EXERCISE A: Reproduce the Georgia Straight post word for word, everything from "Georgia Straight: Diversity" down to "heritage websites too.".
EXERCISE B: Write the next part of the post about the Georgia Straight's diversity coverage, picking up right after its final sentence.

PROVIDED TEXT:
+ + + + + + +
Georgia Straight: Diversity and tolerance outweigh idiocy on-line



Georgia Straight:  Diversity and tolerance outweigh idiocy on-line


As part of the Georgia Straight's contribution to the Think Vancouver
theme of Diversity, Technology writer Dave Watson checks out websites
that are pro-diversity, as opposed to racist hate-mongering rant
sites.  He does a good job finding Asian Canadian webzines such as
Ricepaper or the Asian American Web zine Jade.  Watson even checks out Canadian heritage websites too. 

There's even a cartoon of a male dressed in kilt, sporran, wooden clogs and a turban.  Hmmm… doesn't look like anybody “we” know.
+ + + + + + +
DATA PROVIDED:
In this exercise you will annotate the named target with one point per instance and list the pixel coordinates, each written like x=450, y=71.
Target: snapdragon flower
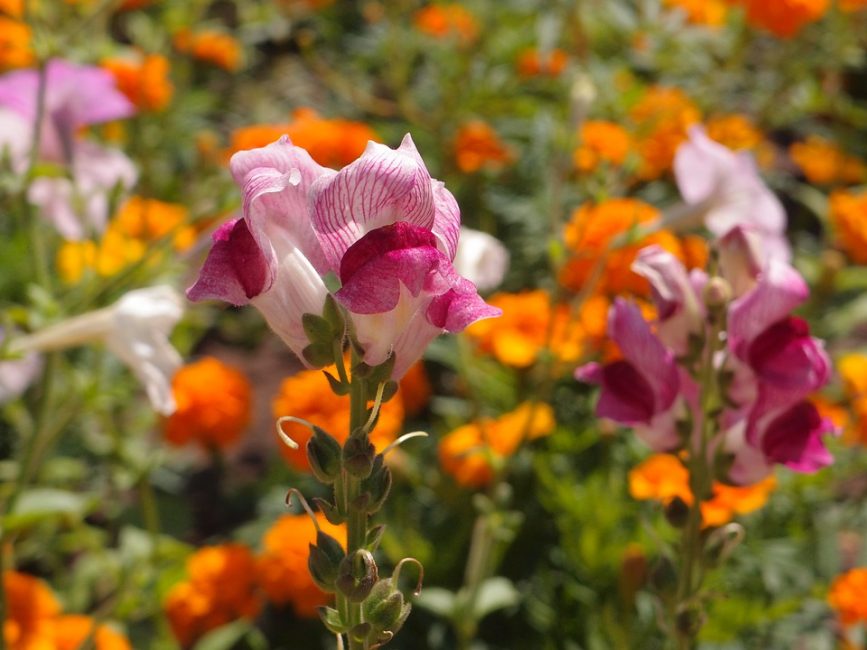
+ + + + + + +
EXERCISE ANSWER A:
Georgia Straight: Diversity and tolerance outweigh idiocy on-line



Georgia Straight:  Diversity and tolerance outweigh idiocy on-line


As part of the Georgia Straight's contribution to the Think Vancouver
theme of Diversity, Technology writer Dave Watson checks out websites
that are pro-diversity, as opposed to racist hate-mongering rant
sites.  He does a good job finding Asian Canadian webzines such as
Ricepaper or the Asian American Web zine Jade.  Watson even checks out Canadian heritage websites too.

EXERCISE ANSWER B:
But somehow he missed the weblogs such as www.gunghaggisfatchoy.com  or Susanna Ng's
Chinese in Vancouver BC – Chinese Canadian news, stats or Asian Canadian writer Alexis Keinlen and her writing blog, or my friend Jeff Chiba Stearns who created the award winning animation short :

Check out Dave Watson's story
Diversity and tolerance outweigh idiocy on-line

Once in a while, a story hits the traditional media about some nasty
hate-mongering Web site hanging out there in cyberspace where young
people or other impressionable minds could find it. It’s true that such
things do get established, but it seems to me that they’re greatly
eclipsed by the number of sites that either actively promote tolerance
or provide a forum where people within an ethnic group can discuss
common problems (and people from outside the group can drop by and
learn something). And then there are all those self-selected
communities that are based on some kind of shared interest (a TV show,
author, hobby, job at McDonald’s, or whatever) and thus are usually
colourblind.

All of these on-line venues provide opportunities
for communication and challenging preju?dices, a means for people to
meet mind to mind on neutral ground. It’s difficult to dislike someone
retroactively on some generalized, arbitrary basis when you’ve already
considered or accepted one of their opinions. Communicating via the
Internet also frees people up from their herd instinct (the tendency to
follow the dominant personality in the room) because typing your
thoughts focuses you down into yourself.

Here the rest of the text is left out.